### THE EXERCISE
Reproduce the data below word for word, omitting the pictures.

### EXTRACTED ENTRIES

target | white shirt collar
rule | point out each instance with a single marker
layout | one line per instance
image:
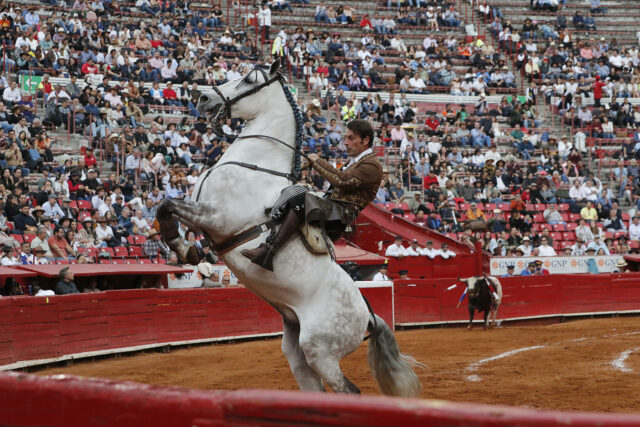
(359, 157)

### WRITTEN ANSWER
target | white shirt collar
rule | point out each instance with a single marker
layout | one line per instance
image:
(359, 157)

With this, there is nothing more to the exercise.